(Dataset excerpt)
=======

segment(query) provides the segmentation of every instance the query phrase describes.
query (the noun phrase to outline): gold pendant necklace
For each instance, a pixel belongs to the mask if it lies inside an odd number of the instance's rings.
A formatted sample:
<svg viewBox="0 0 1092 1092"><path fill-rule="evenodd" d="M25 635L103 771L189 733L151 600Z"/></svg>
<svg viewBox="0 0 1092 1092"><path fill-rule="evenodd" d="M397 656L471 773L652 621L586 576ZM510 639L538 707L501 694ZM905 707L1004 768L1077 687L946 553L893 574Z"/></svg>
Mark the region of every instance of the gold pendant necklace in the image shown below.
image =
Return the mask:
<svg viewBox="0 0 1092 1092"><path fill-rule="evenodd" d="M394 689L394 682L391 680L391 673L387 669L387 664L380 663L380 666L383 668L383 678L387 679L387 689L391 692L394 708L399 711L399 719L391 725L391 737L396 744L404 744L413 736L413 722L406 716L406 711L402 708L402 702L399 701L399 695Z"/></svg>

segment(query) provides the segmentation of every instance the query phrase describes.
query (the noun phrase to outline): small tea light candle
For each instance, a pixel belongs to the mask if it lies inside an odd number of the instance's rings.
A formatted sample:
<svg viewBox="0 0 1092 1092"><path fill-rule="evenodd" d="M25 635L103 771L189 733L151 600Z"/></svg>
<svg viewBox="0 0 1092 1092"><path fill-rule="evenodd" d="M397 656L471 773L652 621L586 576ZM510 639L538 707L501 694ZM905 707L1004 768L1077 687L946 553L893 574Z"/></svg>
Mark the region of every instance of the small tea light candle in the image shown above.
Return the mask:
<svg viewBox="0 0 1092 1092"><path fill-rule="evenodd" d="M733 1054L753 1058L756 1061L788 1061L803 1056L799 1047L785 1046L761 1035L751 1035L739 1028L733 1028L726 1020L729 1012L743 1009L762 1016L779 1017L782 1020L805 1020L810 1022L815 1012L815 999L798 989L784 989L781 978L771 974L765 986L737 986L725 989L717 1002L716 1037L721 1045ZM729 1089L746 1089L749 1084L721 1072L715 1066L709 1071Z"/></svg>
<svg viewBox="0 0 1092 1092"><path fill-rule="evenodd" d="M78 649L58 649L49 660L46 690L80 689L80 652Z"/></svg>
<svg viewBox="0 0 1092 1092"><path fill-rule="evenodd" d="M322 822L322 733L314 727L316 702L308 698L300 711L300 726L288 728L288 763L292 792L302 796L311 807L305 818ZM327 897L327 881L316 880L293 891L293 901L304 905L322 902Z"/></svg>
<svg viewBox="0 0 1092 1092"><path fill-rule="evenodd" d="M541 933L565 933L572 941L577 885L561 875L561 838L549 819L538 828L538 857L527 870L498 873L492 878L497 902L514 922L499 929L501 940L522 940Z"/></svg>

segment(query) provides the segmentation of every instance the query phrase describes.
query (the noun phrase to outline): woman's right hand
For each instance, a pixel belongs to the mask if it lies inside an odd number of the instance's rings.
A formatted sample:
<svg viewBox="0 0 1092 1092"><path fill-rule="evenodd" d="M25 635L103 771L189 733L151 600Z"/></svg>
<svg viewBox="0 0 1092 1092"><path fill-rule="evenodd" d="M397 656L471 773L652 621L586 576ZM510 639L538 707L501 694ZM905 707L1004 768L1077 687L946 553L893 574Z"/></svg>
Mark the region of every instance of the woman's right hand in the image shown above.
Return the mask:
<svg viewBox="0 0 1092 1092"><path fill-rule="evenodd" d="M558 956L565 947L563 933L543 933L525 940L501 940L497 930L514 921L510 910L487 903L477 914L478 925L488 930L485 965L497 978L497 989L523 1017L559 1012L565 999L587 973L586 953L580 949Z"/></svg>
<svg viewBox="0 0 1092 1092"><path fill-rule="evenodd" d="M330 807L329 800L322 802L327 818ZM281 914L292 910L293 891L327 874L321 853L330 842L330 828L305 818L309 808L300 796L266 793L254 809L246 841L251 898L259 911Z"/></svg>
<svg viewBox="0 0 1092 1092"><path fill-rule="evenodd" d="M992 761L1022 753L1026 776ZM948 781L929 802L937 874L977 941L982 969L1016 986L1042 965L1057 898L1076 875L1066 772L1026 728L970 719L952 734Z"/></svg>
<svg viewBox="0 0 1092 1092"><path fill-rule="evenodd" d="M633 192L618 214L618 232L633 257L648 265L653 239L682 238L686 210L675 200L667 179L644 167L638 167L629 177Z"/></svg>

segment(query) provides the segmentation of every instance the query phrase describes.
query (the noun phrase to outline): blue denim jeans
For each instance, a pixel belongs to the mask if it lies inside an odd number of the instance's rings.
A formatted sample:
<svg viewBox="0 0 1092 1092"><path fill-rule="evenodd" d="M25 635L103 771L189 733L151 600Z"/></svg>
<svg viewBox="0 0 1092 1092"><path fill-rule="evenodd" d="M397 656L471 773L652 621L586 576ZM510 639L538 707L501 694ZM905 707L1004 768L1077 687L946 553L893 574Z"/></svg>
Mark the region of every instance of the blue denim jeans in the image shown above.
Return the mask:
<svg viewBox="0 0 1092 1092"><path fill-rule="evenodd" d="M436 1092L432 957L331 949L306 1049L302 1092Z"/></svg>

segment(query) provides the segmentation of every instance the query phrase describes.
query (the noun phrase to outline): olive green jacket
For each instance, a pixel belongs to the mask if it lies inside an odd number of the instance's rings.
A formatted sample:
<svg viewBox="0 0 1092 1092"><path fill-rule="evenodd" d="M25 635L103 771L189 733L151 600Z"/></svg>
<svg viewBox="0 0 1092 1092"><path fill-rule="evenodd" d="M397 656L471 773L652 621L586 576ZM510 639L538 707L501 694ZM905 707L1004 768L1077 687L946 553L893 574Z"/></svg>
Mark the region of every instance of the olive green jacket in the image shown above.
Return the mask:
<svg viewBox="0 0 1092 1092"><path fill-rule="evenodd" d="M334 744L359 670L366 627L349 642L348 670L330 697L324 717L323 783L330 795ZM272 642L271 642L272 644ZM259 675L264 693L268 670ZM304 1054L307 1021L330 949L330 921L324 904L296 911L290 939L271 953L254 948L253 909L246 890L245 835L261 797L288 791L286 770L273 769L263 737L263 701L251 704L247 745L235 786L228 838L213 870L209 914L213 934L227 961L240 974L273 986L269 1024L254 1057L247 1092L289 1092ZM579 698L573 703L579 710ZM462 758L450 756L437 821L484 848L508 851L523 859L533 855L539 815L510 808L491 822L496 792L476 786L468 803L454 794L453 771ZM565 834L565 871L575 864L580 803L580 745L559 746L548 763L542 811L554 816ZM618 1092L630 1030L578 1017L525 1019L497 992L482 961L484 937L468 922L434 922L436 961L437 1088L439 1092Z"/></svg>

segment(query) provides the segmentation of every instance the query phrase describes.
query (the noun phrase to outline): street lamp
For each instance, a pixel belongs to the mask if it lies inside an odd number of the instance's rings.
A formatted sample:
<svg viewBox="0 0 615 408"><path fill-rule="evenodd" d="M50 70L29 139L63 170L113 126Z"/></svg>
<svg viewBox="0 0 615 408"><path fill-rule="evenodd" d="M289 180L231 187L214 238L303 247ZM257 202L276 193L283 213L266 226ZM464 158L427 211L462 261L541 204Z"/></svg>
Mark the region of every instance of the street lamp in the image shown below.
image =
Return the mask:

=======

- TASK PROMPT -
Extract every line above exactly as it stands.

- SOLUTION -
segment(query) provides the segmentation of every instance the query phrase describes.
query (the noun phrase to outline): gold pendant necklace
For each instance, a pixel belongs to the mask if it lies inside an odd number of the instance's rings.
A formatted sample:
<svg viewBox="0 0 1092 1092"><path fill-rule="evenodd" d="M25 635L103 771L189 733L151 600Z"/></svg>
<svg viewBox="0 0 1092 1092"><path fill-rule="evenodd" d="M397 656L471 773L652 621L586 576ZM510 639L538 707L501 694ZM905 707L1004 768L1077 687L946 553L893 574Z"/></svg>
Mark the region of every instance of the gold pendant necklace in the image shown below.
image =
Return the mask:
<svg viewBox="0 0 1092 1092"><path fill-rule="evenodd" d="M394 689L394 682L391 680L391 673L387 669L387 664L380 663L380 666L383 668L383 678L387 679L387 689L391 692L394 708L399 711L399 719L391 725L391 737L396 744L404 744L413 736L413 722L406 716L406 711L402 708L402 702L399 701L399 695Z"/></svg>

segment(query) provides the segmentation of every instance the query phrase describes.
query (the noun phrase to outline): small tea light candle
For each instance, a pixel belongs to the mask if it lies inside an odd number of the instance's rings.
A formatted sample:
<svg viewBox="0 0 1092 1092"><path fill-rule="evenodd" d="M25 635L103 771L189 733L151 600Z"/></svg>
<svg viewBox="0 0 1092 1092"><path fill-rule="evenodd" d="M397 656L471 773L652 621L586 576ZM510 639L538 707L501 694ZM905 707L1004 768L1077 687L946 553L893 574Z"/></svg>
Mark the region of every instance of the small tea light candle in the image shown above.
Return the mask:
<svg viewBox="0 0 1092 1092"><path fill-rule="evenodd" d="M733 1054L753 1058L756 1061L788 1061L803 1056L799 1047L785 1046L761 1035L751 1035L739 1028L733 1028L726 1020L729 1012L743 1009L762 1016L779 1017L782 1020L805 1020L810 1022L815 1012L815 999L798 989L784 989L781 978L771 974L765 986L737 986L725 989L717 1002L716 1037L721 1045ZM729 1089L746 1089L749 1084L721 1072L715 1066L709 1071Z"/></svg>
<svg viewBox="0 0 1092 1092"><path fill-rule="evenodd" d="M78 649L58 649L49 660L46 690L80 689L80 652Z"/></svg>
<svg viewBox="0 0 1092 1092"><path fill-rule="evenodd" d="M322 822L322 733L314 727L316 702L308 698L300 711L300 726L288 728L288 763L292 792L302 796L311 807L305 818ZM327 897L327 881L316 880L293 891L293 901L304 905L322 902Z"/></svg>
<svg viewBox="0 0 1092 1092"><path fill-rule="evenodd" d="M541 933L565 933L572 941L577 885L561 875L561 838L549 819L538 828L538 857L527 870L498 873L492 878L497 902L514 922L499 929L501 940L522 940Z"/></svg>

segment(query) provides the segmentation of every instance the query phrase describes.
query (the noun phrase to outline): woman's right hand
For each instance, a pixel belongs to the mask if it lies inside an odd number of the instance's rings.
A formatted sample:
<svg viewBox="0 0 1092 1092"><path fill-rule="evenodd" d="M25 635L103 771L189 733L151 600Z"/></svg>
<svg viewBox="0 0 1092 1092"><path fill-rule="evenodd" d="M397 656L471 773L652 621L586 576ZM510 639L538 707L501 694ZM905 707L1004 768L1077 687L946 553L893 574Z"/></svg>
Mark the region of every instance of the woman's right hand in the image shown above.
Return the mask:
<svg viewBox="0 0 1092 1092"><path fill-rule="evenodd" d="M558 956L565 947L563 933L543 933L525 940L501 940L497 930L514 921L510 910L487 903L477 914L478 925L488 930L485 965L497 978L497 989L523 1017L559 1012L565 999L587 973L586 953L580 949Z"/></svg>
<svg viewBox="0 0 1092 1092"><path fill-rule="evenodd" d="M330 807L329 800L322 802L327 818ZM281 914L292 910L293 891L327 874L321 853L330 842L330 828L305 818L309 808L300 796L266 793L254 809L246 841L251 898L259 911Z"/></svg>
<svg viewBox="0 0 1092 1092"><path fill-rule="evenodd" d="M992 761L1022 753L1026 776ZM948 781L929 802L937 874L977 941L982 969L1016 986L1042 965L1057 898L1076 875L1066 772L1026 728L970 719L952 734Z"/></svg>
<svg viewBox="0 0 1092 1092"><path fill-rule="evenodd" d="M633 192L618 214L618 232L633 257L648 265L653 239L682 238L686 210L675 200L667 179L644 167L638 167L629 177Z"/></svg>

segment(query) provides the segmentation of every instance the query phrase describes.
query (the noun phrase to outline): blue denim jeans
For each instance, a pixel belongs to the mask if it lies inside an odd number of the instance's rings.
A formatted sample:
<svg viewBox="0 0 1092 1092"><path fill-rule="evenodd" d="M25 635L103 771L189 733L151 600Z"/></svg>
<svg viewBox="0 0 1092 1092"><path fill-rule="evenodd" d="M397 656L471 773L652 621L586 576ZM510 639L538 707L501 694ZM905 707L1004 768L1077 687L946 553L893 574Z"/></svg>
Mark the region of every instance of the blue denim jeans in the image shown above.
Return the mask:
<svg viewBox="0 0 1092 1092"><path fill-rule="evenodd" d="M436 1092L432 957L331 949L306 1049L302 1092Z"/></svg>

segment(query) provides the segmentation of every instance the query phrase describes.
query (the noun phrase to outline): olive green jacket
For each instance, a pixel belongs to the mask if it lies inside an odd number of the instance's rings.
A formatted sample:
<svg viewBox="0 0 1092 1092"><path fill-rule="evenodd" d="M25 635L103 771L189 733L151 600Z"/></svg>
<svg viewBox="0 0 1092 1092"><path fill-rule="evenodd" d="M397 656L471 773L652 621L586 576ZM510 639L538 707L501 694ZM905 707L1004 768L1077 687L946 553L893 574Z"/></svg>
Mark the region of every instance of the olive green jacket in the image shown above.
Return the mask:
<svg viewBox="0 0 1092 1092"><path fill-rule="evenodd" d="M334 744L359 670L366 627L349 642L348 670L330 697L324 717L323 783L330 795ZM272 642L271 642L272 644ZM259 675L264 693L268 670ZM304 1054L307 1021L330 949L330 921L324 904L296 911L290 939L271 953L254 948L253 909L246 890L245 835L261 797L288 791L286 770L273 769L263 737L263 701L251 704L247 745L235 786L228 838L213 870L209 914L213 934L227 961L240 974L273 986L269 1024L254 1057L247 1092L289 1092ZM579 698L573 703L579 710ZM462 758L450 756L437 821L484 848L508 851L523 859L533 855L539 815L510 808L491 822L496 792L476 786L468 803L454 794L453 771ZM565 834L565 871L575 864L580 803L580 745L559 746L548 763L542 811L554 816ZM618 1092L630 1030L578 1017L525 1019L497 992L482 961L484 937L468 922L434 922L436 961L437 1088L439 1092Z"/></svg>

segment(query) provides the segmentation of every instance the query phrase describes.
query (the noun phrase to outline): street lamp
For each instance, a pixel belongs to the mask if it lies inside an odd number of the instance's rings.
A formatted sample:
<svg viewBox="0 0 615 408"><path fill-rule="evenodd" d="M50 70L29 139L63 170L113 126Z"/></svg>
<svg viewBox="0 0 615 408"><path fill-rule="evenodd" d="M289 180L231 187L214 238L303 247ZM257 202L276 193L283 213L266 226ZM464 158L427 211L462 261L541 204Z"/></svg>
Mark the region of every instance of the street lamp in the image shown below.
image =
Return the mask:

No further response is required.